▶ [Aim]:
Echo the records from their start through the line containing "2), (213, 1)]]", reproducing every line unchanged but omitting the pictures.
* * * *
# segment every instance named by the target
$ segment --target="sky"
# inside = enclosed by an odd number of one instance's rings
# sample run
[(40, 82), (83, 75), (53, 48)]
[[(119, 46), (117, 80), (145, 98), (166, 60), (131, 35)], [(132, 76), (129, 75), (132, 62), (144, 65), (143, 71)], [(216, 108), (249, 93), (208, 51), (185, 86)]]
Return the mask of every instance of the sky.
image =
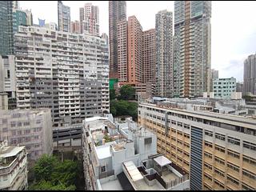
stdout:
[[(108, 1), (62, 1), (70, 7), (71, 21), (79, 20), (79, 7), (92, 2), (99, 7), (100, 33), (108, 34)], [(58, 24), (57, 1), (21, 1), (22, 9), (31, 10), (38, 18)], [(135, 15), (144, 30), (154, 28), (155, 14), (162, 10), (174, 11), (174, 1), (127, 1), (127, 17)], [(211, 17), (211, 68), (219, 78), (243, 81), (243, 62), (256, 53), (256, 2), (213, 1)]]

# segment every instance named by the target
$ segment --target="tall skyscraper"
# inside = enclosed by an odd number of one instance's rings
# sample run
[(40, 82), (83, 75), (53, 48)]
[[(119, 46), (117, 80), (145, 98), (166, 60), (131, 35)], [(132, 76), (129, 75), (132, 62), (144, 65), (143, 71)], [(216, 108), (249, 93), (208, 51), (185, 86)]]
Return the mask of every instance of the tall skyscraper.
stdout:
[(173, 14), (159, 11), (155, 18), (156, 95), (171, 97), (173, 93)]
[(210, 92), (210, 1), (174, 2), (174, 95), (191, 98)]
[(128, 18), (128, 82), (143, 82), (143, 30), (135, 16)]
[(126, 19), (126, 2), (109, 1), (110, 78), (118, 78), (118, 22)]
[(256, 189), (255, 119), (143, 102), (138, 110), (138, 125), (157, 134), (158, 153), (190, 174), (191, 190)]
[(0, 2), (0, 54), (14, 53), (13, 2)]
[(210, 92), (213, 92), (214, 80), (218, 78), (218, 70), (215, 70), (214, 69), (210, 70)]
[(80, 34), (80, 22), (78, 21), (71, 22), (71, 33), (73, 34)]
[(99, 10), (98, 6), (92, 3), (86, 3), (80, 8), (81, 33), (99, 35)]
[(70, 32), (70, 7), (62, 1), (58, 1), (58, 30)]
[(155, 83), (155, 29), (143, 31), (143, 82)]
[(256, 95), (256, 54), (250, 55), (244, 62), (243, 94)]
[(46, 19), (38, 18), (39, 26), (44, 26), (46, 25)]
[(128, 82), (128, 22), (126, 19), (118, 22), (118, 82)]
[(13, 10), (13, 31), (16, 33), (19, 26), (26, 26), (26, 13), (21, 10)]
[(19, 27), (14, 38), (18, 109), (50, 108), (54, 126), (109, 111), (105, 38), (36, 26)]

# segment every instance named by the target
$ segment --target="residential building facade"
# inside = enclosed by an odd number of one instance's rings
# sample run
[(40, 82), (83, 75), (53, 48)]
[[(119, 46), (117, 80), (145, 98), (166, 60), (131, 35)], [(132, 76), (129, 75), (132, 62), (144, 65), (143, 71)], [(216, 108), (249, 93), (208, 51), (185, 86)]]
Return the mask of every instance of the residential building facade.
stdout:
[(155, 59), (156, 59), (155, 30), (143, 31), (143, 82), (155, 83)]
[(131, 118), (86, 118), (82, 129), (86, 190), (187, 190), (187, 174), (156, 153), (156, 136)]
[(215, 78), (213, 80), (214, 98), (231, 98), (231, 94), (236, 92), (237, 82), (234, 78)]
[(58, 1), (58, 30), (70, 32), (70, 7), (64, 6)]
[[(214, 83), (214, 80), (218, 78), (218, 70), (216, 70), (214, 69), (212, 69), (210, 70), (210, 92), (213, 92), (213, 83)], [(208, 93), (207, 93), (208, 94)]]
[(246, 59), (243, 71), (243, 94), (256, 94), (256, 54)]
[(17, 33), (19, 26), (32, 26), (33, 16), (30, 10), (13, 9), (13, 32)]
[(155, 16), (155, 91), (161, 97), (173, 94), (173, 14), (159, 11)]
[(0, 55), (13, 54), (13, 1), (0, 2)]
[(210, 93), (210, 1), (174, 2), (174, 96), (193, 98)]
[(54, 126), (109, 111), (105, 38), (20, 26), (15, 48), (18, 109), (50, 108)]
[(7, 98), (3, 94), (2, 98), (2, 103), (7, 102), (9, 110), (17, 107), (14, 61), (14, 55), (0, 56), (0, 93), (7, 94)]
[(25, 190), (27, 183), (27, 158), (25, 146), (0, 142), (0, 190)]
[(86, 3), (80, 8), (81, 33), (99, 36), (99, 10), (98, 6), (92, 3)]
[(0, 140), (10, 146), (24, 146), (29, 163), (53, 152), (50, 109), (0, 110)]
[(256, 120), (237, 115), (138, 106), (138, 125), (190, 174), (191, 190), (255, 190)]
[(128, 82), (128, 22), (126, 19), (118, 22), (118, 82)]
[(109, 1), (110, 79), (118, 78), (118, 22), (126, 20), (126, 2)]
[(128, 82), (143, 82), (143, 30), (135, 16), (128, 18)]
[(71, 22), (71, 33), (81, 34), (80, 22), (78, 21)]
[(237, 82), (237, 92), (243, 92), (243, 82)]

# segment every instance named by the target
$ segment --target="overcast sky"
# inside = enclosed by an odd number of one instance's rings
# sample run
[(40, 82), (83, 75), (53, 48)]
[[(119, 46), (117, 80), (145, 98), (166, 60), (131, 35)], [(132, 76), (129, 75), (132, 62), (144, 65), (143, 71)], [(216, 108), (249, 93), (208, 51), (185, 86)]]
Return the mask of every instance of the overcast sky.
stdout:
[[(79, 20), (79, 7), (92, 2), (99, 7), (100, 33), (108, 34), (107, 1), (62, 1), (70, 6), (71, 21)], [(127, 16), (135, 15), (143, 30), (154, 28), (155, 14), (167, 9), (174, 12), (174, 1), (127, 1)], [(31, 9), (38, 18), (58, 24), (57, 1), (21, 1), (22, 9)], [(256, 53), (256, 2), (212, 2), (211, 66), (220, 78), (243, 80), (243, 61)]]

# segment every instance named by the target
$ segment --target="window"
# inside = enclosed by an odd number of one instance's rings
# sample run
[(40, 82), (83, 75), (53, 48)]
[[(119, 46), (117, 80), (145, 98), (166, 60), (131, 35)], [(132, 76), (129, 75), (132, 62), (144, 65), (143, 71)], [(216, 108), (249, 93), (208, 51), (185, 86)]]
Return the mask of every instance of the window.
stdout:
[(210, 166), (210, 165), (209, 165), (209, 164), (207, 164), (206, 162), (204, 163), (204, 166), (205, 166), (205, 167), (208, 168), (209, 170), (212, 170), (213, 169), (212, 166)]
[(239, 166), (237, 166), (234, 164), (232, 164), (231, 162), (227, 162), (227, 167), (229, 167), (230, 169), (239, 172)]
[(215, 157), (214, 160), (215, 160), (215, 162), (218, 162), (219, 164), (225, 165), (225, 161), (223, 159), (221, 159), (219, 158)]
[(248, 162), (250, 164), (251, 164), (252, 166), (256, 166), (256, 159), (247, 157), (247, 156), (243, 156), (242, 160), (246, 162)]
[(253, 180), (256, 180), (256, 175), (255, 174), (249, 171), (249, 170), (242, 170), (242, 174), (250, 178), (252, 178)]
[(207, 158), (213, 158), (213, 155), (211, 154), (207, 153), (207, 152), (205, 152), (205, 156)]
[(182, 126), (182, 122), (177, 122), (177, 126)]
[(145, 145), (152, 143), (152, 138), (147, 138), (144, 139)]
[(211, 144), (210, 142), (205, 142), (205, 146), (209, 146), (209, 147), (210, 147), (210, 148), (213, 147), (213, 144)]
[(206, 130), (205, 130), (205, 134), (206, 134), (206, 135), (208, 135), (208, 136), (210, 136), (210, 137), (212, 137), (212, 136), (213, 136), (213, 132)]
[(230, 156), (232, 156), (232, 157), (234, 157), (234, 158), (240, 158), (239, 154), (238, 154), (238, 153), (236, 153), (236, 152), (234, 152), (234, 151), (233, 151), (233, 150), (229, 150), (227, 151), (227, 154), (228, 154), (228, 155), (230, 155)]
[(219, 139), (219, 140), (225, 141), (226, 136), (224, 134), (221, 134), (216, 133), (215, 134), (215, 138)]
[(227, 180), (237, 186), (239, 185), (239, 182), (236, 178), (231, 177), (230, 175), (227, 175)]
[(222, 176), (223, 178), (225, 177), (224, 172), (222, 172), (222, 170), (217, 169), (216, 167), (215, 167), (215, 170), (214, 170), (214, 173)]
[(227, 137), (227, 142), (237, 146), (240, 146), (240, 139)]
[(187, 124), (184, 124), (184, 128), (190, 130), (190, 126), (187, 125)]
[(243, 147), (252, 150), (256, 150), (256, 145), (252, 142), (243, 142)]
[(250, 186), (247, 186), (245, 183), (242, 183), (242, 190), (254, 190), (254, 188), (251, 188)]
[(222, 153), (225, 153), (225, 149), (220, 146), (215, 146), (215, 150), (220, 151), (220, 152), (222, 152)]

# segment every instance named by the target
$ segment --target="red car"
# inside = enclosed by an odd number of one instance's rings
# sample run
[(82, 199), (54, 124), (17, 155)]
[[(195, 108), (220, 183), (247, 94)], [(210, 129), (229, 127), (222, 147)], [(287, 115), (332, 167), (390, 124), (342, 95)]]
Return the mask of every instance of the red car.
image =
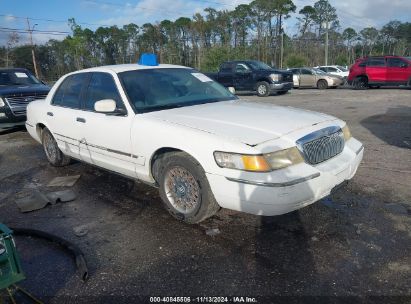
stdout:
[(356, 89), (398, 85), (411, 87), (411, 57), (375, 56), (358, 59), (350, 68), (348, 83)]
* * * *
▶ [Solution to the exercise]:
# segment every instance named by the target
$ segment --target="sky"
# inside = enclosed by an odd number of one instance's rings
# sample run
[(40, 82), (83, 75), (53, 48)]
[[(119, 46), (117, 80), (145, 98), (166, 60), (131, 35)], [(132, 76), (129, 75), (132, 62), (144, 65), (143, 71)], [(216, 108), (249, 93), (208, 51), (185, 86)]]
Return the mask of every instance of the sky.
image =
stdout:
[[(108, 1), (62, 1), (70, 7), (71, 21), (79, 20), (79, 7), (92, 2), (99, 7), (100, 33), (108, 34)], [(58, 24), (57, 1), (21, 1), (22, 9), (31, 10), (38, 18)], [(135, 15), (144, 30), (154, 28), (155, 14), (162, 10), (174, 11), (174, 1), (127, 1), (127, 17)], [(211, 17), (211, 68), (219, 78), (243, 81), (243, 62), (256, 53), (256, 2), (213, 1)]]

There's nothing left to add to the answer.